网络性能监测通过直接采集网络性能原始数据,并以此为基础对各项指标进行量化,对网络性能进行特征化描述,是充分理解并正确认识网络的基本手段,是进行网络控制、管理,以及业务计费的重要依据,也是解决网络所面临挑战的前提。本文系统地总结了网络性能监测领域迄今为止的主要研究工作、进展及特点,指出了采用主动测试方式进行网络性能监测所面临的一些难点问题,针对各协议层次重要指标测量方法,流量数据采样方法,监测系统设计实现等问题进行了深入研究并取得如下创新性成果:
(1)提出了一种低开销、快速收敛的可用带宽测量改进方法。针对PRM(Probe Rate Model)可用带宽测量方法存在测量开销大、收敛慢的问题,提出了一种可用带宽测量的改进方法WPathload,该方法基于时延变化的统计规律,改进发送速率调整算法,并采用周期流组到达目的端的速率代替周期流的发送速率,更新可用带宽上界。实验结果表明,改进后的方法能加快收敛速度,快速反映可用带宽的变化,增强了跟踪带宽变化的能力。
(2)深入研究了可用带宽测量中的包对行为特征。PGM(Probe Gap Model)可用带宽测量方法中探测包对间隔容易受到路径上背景流量、数据包异常等因素的干扰,从而造成对可用带宽的高估或低估。本文结合理论推导和实验分析,定量分析这些干扰因素对探测包对间隔行为特性的影响,观察这些因素与测量结果精度之间的关联规律,分析得到了一系列有价值的结论,为PGM测量工具的改进与完善提供了依据。
(3)提出一个基于四状态Gilbert丢包机制的TCP吞吐量模型。现有TCP吞吐量模型采用的简单丢包、Bernoulli丢包等机制已经成为制约提高吞吐量模型精确度的重要原因。本文采用四状态Gilbert模型来描述测量过程中端到端路径上的丢包行为,对TCP的拥塞控制过程进行建模,重新推导出一个基于四状态Gilbert丢包机制的TCP吞吐量模型。实验证明该模型具有更高的精确度,且在此模型上实现的吞吐量间接测量工具,不需要产生多余的探测流量,可以很好地支持长期在线测量。

待办任务
- 1) 根据上文的网络性能监测摘录,回答以下问题:
(a) WPathload 用什么速率代替周期流的发送速率来更新可用带宽上界?
(b) PGM 方法中,探测包对间隔容易受到哪些因素的干扰?
(c) 第(3)项成果用什么模型描述端到端路径上的丢包行为?
- 2) 判断下列说法是否与上文的网络性能监测摘录相符,逐条回答"是"或"否",并引用摘录中起决定作用的原文:
(a) WPathload 是针对 PGM 可用带宽测量方法提出的改进方法。
(b) 基于四状态 Gilbert 丢包机制的吞吐量间接测量工具不需要产生多余的探测流量。
(c) 网络性能监测是业务计费的重要依据。
- 3) 逐字打印上文网络性能监测摘录中的一段,从"网络性能监测通过直接采集网络"开始,到"可以很好地支持长期在线测量。"结束。

所给列表
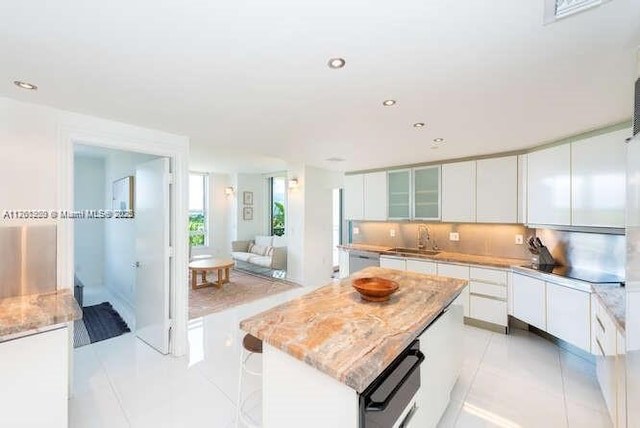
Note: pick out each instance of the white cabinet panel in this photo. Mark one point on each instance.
(421, 266)
(497, 190)
(529, 300)
(568, 315)
(549, 186)
(354, 197)
(459, 272)
(442, 347)
(598, 173)
(375, 196)
(34, 373)
(393, 263)
(489, 310)
(459, 192)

参考答案
- 1)
(a) 周期流组到达目的端的速率。
(b) 路径上的背景流量、数据包异常等因素。
(c) 四状态 Gilbert 模型。

- 2)
(a) 否。"针对PRM(Probe Rate Model)可用带宽测量方法存在测量开销大、收敛慢的问题"
(b) 是。"不需要产生多余的探测流量"
(c) 是。"以及业务计费的重要依据"

- 3)
网络性能监测通过直接采集网络性能原始数据,并以此为基础对各项指标进行量化,对网络性能进行特征化描述,是充分理解并正确认识网络的基本手段,是进行网络控制、管理,以及业务计费的重要依据,也是解决网络所面临挑战的前提。本文系统地总结了网络性能监测领域迄今为止的主要研究工作、进展及特点,指出了采用主动测试方式进行网络性能监测所面临的一些难点问题,针对各协议层次重要指标测量方法,流量数据采样方法,监测系统设计实现等问题进行了深入研究并取得如下创新性成果:
(1)提出了一种低开销、快速收敛的可用带宽测量改进方法。针对PRM(Probe Rate Model)可用带宽测量方法存在测量开销大、收敛慢的问题,提出了一种可用带宽测量的改进方法WPathload,该方法基于时延变化的统计规律,改进发送速率调整算法,并采用周期流组到达目的端的速率代替周期流的发送速率,更新可用带宽上界。实验结果表明,改进后的方法能加快收敛速度,快速反映可用带宽的变化,增强了跟踪带宽变化的能力。
(2)深入研究了可用带宽测量中的包对行为特征。PGM(Probe Gap Model)可用带宽测量方法中探测包对间隔容易受到路径上背景流量、数据包异常等因素的干扰,从而造成对可用带宽的高估或低估。本文结合理论推导和实验分析,定量分析这些干扰因素对探测包对间隔行为特性的影响,观察这些因素与测量结果精度之间的关联规律,分析得到了一系列有价值的结论,为PGM测量工具的改进与完善提供了依据。
(3)提出一个基于四状态Gilbert丢包机制的TCP吞吐量模型。现有TCP吞吐量模型采用的简单丢包、Bernoulli丢包等机制已经成为制约提高吞吐量模型精确度的重要原因。本文采用四状态Gilbert模型来描述测量过程中端到端路径上的丢包行为,对TCP的拥塞控制过程进行建模,重新推导出一个基于四状态Gilbert丢包机制的TCP吞吐量模型。实验证明该模型具有更高的精确度,且在此模型上实现的吞吐量间接测量工具,不需要产生多余的探测流量,可以很好地支持长期在线测量。